WHAT YOU NEED TO DO: Gather all lines with "shade" from the records.

MATERIAL FOR THE TASK:
####################

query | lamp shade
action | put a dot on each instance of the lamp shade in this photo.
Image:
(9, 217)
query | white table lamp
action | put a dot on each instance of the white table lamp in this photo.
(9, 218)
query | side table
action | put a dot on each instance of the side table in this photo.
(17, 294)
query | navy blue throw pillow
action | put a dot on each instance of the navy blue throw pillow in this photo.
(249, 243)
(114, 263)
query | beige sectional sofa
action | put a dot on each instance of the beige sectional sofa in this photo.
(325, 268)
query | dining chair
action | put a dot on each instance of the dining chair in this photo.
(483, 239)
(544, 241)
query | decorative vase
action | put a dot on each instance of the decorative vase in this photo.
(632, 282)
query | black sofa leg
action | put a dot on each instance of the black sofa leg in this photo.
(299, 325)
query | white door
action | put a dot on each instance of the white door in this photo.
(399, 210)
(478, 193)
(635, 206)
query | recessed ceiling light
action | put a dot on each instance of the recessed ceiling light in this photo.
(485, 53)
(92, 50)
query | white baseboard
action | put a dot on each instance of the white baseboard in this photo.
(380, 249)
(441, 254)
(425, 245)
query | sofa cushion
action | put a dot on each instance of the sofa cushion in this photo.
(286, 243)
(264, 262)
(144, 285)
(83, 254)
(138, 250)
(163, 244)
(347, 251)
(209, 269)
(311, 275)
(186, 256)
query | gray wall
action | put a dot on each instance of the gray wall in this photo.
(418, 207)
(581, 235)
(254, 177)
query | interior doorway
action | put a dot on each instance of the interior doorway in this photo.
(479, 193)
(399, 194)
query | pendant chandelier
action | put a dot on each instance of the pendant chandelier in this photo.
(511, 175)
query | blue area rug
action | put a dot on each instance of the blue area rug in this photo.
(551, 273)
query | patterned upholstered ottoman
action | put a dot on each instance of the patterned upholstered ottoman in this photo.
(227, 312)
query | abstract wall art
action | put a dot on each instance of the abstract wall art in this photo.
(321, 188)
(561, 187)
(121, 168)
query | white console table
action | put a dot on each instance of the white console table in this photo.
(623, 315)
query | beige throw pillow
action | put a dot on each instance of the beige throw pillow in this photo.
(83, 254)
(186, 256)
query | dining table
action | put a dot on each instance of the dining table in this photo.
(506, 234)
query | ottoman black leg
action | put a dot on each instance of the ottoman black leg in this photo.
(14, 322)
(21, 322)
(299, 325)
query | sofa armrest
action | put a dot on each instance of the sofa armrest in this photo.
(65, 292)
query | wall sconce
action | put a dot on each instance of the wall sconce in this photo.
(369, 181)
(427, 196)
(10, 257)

####################

RESPONSE FOR THIS EXERCISE:
query | lamp shade
action | put a dot on each instance of the lamp shade in this photo.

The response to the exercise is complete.